= Sir Rowland Alston, 4th Baronet =

British politician (1679–1759)

Sir Rowland Alston, 4th Baronet (1679 – 2 January 1759) of Odell, Bedfordshire, was an English Whig politician who sat in the House of Commons from 1722 to 1741.

Alston was baptized on 6 September 1679, the fourth son of Sir Rowland Alston, 2nd Baronet, and his wife Temperance Crew, daughter of Thomas Crew, 2nd Baron Crew MP, of Stene. He succeeded to the baronetcy on the death of his elder brother Sir Thomas Alston, 3rd Baronet, MP, in December 1714. By 1719, he married Elizabeth Raynes, daughter of Captain Thomas Raynes.

Alston was elected as a Whig Member of Parliament (MP) for Bedfordshire at the contest at the 1722 British general election, and subsequently voted with the Administration in all recorded divisions. He was re-elected in contests in 1727 and 1734. He did not stand at the 1741 British general election.

Alston died aged 80 at St Marylebone, Middlesex on 2 January 1759 and was buried at Odell. He left two sons and five daughters and was succeeded in the baronetcy by his sons Thomas and then Rowland.

Supplied entries

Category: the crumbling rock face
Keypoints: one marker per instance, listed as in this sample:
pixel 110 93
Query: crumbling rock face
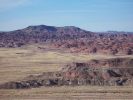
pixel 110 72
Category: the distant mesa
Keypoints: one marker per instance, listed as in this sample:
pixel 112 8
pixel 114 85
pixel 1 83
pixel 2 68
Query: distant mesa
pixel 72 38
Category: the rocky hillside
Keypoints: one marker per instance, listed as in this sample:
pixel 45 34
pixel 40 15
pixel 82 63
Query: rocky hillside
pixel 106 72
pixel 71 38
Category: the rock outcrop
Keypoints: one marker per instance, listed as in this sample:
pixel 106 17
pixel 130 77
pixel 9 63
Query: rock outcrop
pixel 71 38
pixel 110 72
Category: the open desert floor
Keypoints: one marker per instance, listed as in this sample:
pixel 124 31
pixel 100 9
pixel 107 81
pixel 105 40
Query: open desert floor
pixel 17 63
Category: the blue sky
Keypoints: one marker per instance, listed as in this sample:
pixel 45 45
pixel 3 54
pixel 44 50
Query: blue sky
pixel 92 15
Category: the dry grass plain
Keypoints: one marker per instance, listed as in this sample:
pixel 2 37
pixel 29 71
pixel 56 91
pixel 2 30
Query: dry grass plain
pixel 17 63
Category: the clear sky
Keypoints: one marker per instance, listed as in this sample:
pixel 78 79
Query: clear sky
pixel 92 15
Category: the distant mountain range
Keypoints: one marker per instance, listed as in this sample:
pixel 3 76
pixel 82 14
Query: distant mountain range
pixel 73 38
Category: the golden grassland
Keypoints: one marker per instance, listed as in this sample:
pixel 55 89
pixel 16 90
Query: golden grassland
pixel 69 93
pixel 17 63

---

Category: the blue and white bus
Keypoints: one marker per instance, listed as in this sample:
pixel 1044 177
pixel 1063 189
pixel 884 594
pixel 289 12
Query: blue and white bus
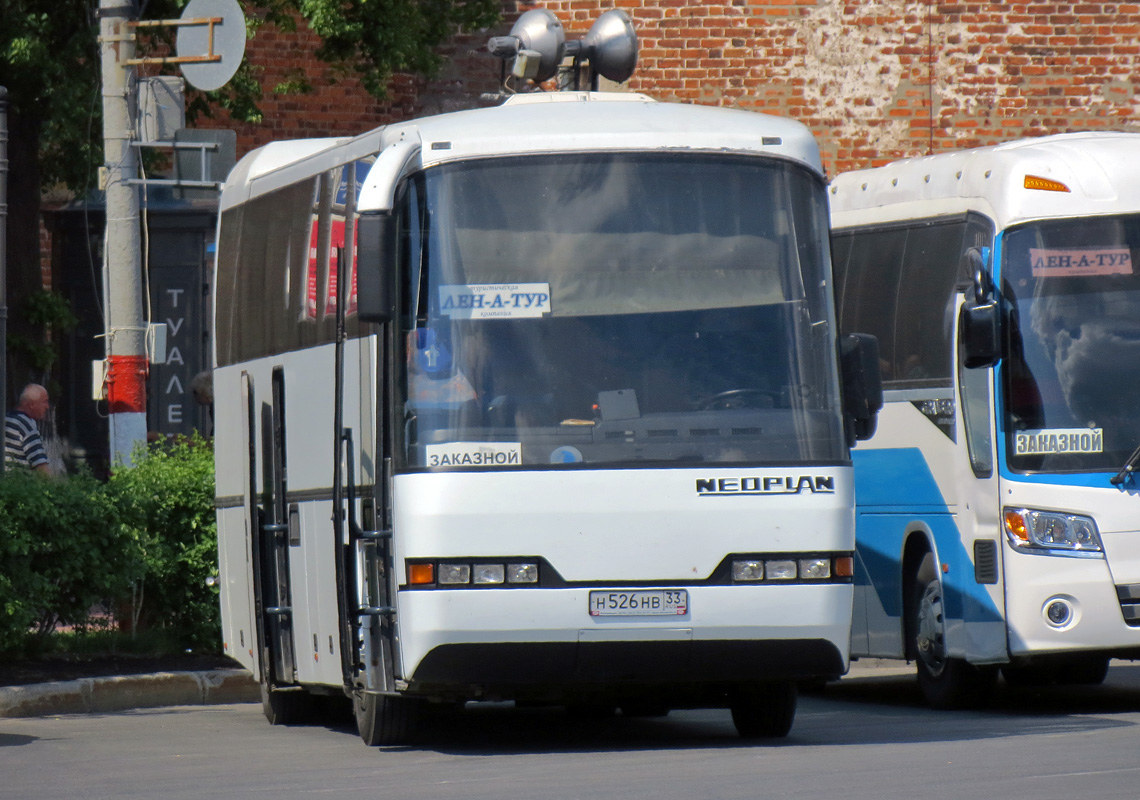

Short problem 1
According to the Rowland Alston biography, whom did Alston marry by 1719?
Short problem 2
Reproduce word for word the part of the Rowland Alston biography that begins at the words "Alston was elected" and ends after the words "British general election.".

Full response 1
He married Elizabeth Raynes, daughter of Captain Thomas Raynes.

Full response 2
Alston was elected as a Whig Member of Parliament (MP) for Bedfordshire at the contest at the 1722 British general election, and subsequently voted with the Administration in all recorded divisions. He was re-elected in contests in 1727 and 1734. He did not stand at the 1741 British general election.